* EXERCISE DIRECTIONS:
Copy out every one of the entries below word for word, changing nothing.

★ ★ ★

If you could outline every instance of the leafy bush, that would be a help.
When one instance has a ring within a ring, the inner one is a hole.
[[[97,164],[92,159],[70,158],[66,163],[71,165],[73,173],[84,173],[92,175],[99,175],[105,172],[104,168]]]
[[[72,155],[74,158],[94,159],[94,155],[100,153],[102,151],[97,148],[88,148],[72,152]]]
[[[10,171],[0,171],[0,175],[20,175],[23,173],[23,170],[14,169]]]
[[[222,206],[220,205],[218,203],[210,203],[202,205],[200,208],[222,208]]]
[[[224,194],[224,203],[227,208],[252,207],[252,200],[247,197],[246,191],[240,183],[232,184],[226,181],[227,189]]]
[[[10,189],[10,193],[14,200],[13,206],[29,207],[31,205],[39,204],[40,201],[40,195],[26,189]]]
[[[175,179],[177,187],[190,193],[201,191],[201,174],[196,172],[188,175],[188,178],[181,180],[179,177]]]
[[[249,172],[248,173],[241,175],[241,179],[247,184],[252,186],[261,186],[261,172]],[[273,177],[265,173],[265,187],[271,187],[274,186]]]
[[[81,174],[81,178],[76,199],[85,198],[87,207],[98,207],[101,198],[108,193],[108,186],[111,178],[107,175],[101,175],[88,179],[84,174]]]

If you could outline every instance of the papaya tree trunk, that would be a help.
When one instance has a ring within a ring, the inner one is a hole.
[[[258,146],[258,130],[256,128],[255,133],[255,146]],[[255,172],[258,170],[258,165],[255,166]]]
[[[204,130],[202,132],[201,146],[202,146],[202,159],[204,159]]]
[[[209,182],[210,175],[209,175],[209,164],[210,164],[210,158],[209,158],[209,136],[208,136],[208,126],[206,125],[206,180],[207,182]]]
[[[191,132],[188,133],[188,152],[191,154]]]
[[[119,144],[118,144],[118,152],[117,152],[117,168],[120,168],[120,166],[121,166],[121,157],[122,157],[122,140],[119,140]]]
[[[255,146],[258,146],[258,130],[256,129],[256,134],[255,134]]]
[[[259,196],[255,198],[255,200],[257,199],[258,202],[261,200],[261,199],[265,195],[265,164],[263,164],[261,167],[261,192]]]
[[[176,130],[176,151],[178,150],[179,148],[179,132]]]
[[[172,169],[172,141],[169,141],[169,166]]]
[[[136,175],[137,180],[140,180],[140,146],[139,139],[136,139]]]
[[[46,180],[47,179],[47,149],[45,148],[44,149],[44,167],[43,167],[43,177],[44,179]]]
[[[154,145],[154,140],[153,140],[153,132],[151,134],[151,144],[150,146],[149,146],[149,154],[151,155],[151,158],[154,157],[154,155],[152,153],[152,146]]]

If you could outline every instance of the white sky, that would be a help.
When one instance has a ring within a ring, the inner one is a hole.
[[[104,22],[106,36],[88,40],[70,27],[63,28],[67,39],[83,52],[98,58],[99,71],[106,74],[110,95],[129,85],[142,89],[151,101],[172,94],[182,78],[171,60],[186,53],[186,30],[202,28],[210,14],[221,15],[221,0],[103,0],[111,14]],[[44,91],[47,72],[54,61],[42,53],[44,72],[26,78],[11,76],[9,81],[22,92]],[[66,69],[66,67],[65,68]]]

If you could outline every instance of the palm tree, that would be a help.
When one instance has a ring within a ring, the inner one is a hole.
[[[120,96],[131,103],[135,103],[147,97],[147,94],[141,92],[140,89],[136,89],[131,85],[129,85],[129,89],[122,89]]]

★ ★ ★

* OUTPUT FOR THIS TASK:
If you could outline every instance of the leafy bush, that would be a help.
When one instance has a ring within a ring, the inner one is a hole.
[[[97,164],[92,159],[70,158],[66,163],[71,165],[73,173],[84,173],[92,175],[99,175],[105,172],[104,168]]]
[[[72,155],[74,158],[94,159],[94,155],[100,153],[102,151],[97,148],[88,148],[72,152]]]
[[[10,171],[0,171],[0,175],[20,175],[23,173],[23,170],[14,169]]]
[[[222,206],[220,205],[218,203],[210,203],[202,205],[200,208],[222,208]]]
[[[224,194],[224,203],[227,208],[252,207],[252,200],[247,197],[246,191],[240,183],[232,184],[226,181],[227,189]]]
[[[10,189],[10,193],[14,200],[13,206],[29,207],[31,205],[39,204],[40,201],[40,195],[26,189]]]
[[[175,179],[177,187],[190,193],[201,191],[201,174],[196,172],[188,175],[188,178],[181,180],[179,177]]]
[[[249,172],[248,173],[241,175],[241,179],[247,184],[252,186],[261,186],[261,172]],[[273,177],[265,173],[265,187],[271,187],[274,186]]]
[[[81,174],[81,178],[76,199],[85,198],[87,207],[98,207],[101,198],[108,193],[108,186],[111,178],[107,175],[101,175],[88,179],[84,174]]]

If you could outline every instance of the papaya tree trunk, that would be a help.
When one instance has a ring within a ring, the inner one is a hole.
[[[258,146],[258,130],[256,128],[255,133],[255,146]],[[255,172],[258,170],[258,165],[255,166]]]
[[[204,130],[202,132],[201,146],[202,146],[202,159],[204,159]]]
[[[209,182],[210,175],[209,175],[209,164],[210,164],[210,158],[209,158],[209,136],[208,136],[208,126],[206,125],[206,180],[207,182]]]
[[[191,132],[188,133],[188,152],[191,154]]]
[[[119,144],[118,144],[118,152],[117,152],[117,168],[120,168],[120,166],[121,166],[121,157],[122,157],[122,140],[119,140]]]
[[[255,146],[258,146],[258,130],[256,129],[256,134],[255,134]]]
[[[259,196],[255,198],[255,200],[257,199],[258,202],[261,200],[261,199],[265,195],[265,164],[263,164],[261,167],[261,192]]]
[[[176,130],[176,151],[178,150],[179,148],[179,132]]]
[[[172,169],[172,141],[169,141],[169,166]]]
[[[136,175],[137,180],[140,180],[140,146],[139,139],[136,139]]]
[[[46,180],[47,179],[47,149],[45,148],[44,149],[44,167],[43,167],[43,177],[44,179]]]
[[[154,145],[154,140],[153,140],[153,132],[151,134],[151,144],[150,146],[149,146],[149,154],[151,155],[151,158],[154,157],[154,155],[152,153],[152,146]]]

If you could outline every instance of the white sky, that would be a help.
When one instance has a ring within a ring, the inner one is a hole.
[[[104,22],[106,36],[88,40],[70,27],[63,28],[67,39],[83,52],[98,58],[99,71],[106,74],[110,95],[129,85],[142,89],[151,101],[172,94],[182,78],[171,60],[186,53],[186,30],[202,28],[210,14],[221,15],[221,0],[103,0],[111,14]],[[44,91],[47,72],[54,61],[42,53],[44,72],[26,78],[11,76],[9,81],[22,92]],[[66,69],[66,67],[65,68]]]

If you could outline every instance of the palm tree, that would be a help.
When one instance has a ring within a ring, the inner one is a hole.
[[[120,96],[131,103],[135,103],[147,97],[147,94],[141,92],[140,89],[136,89],[131,85],[129,85],[129,89],[122,89]]]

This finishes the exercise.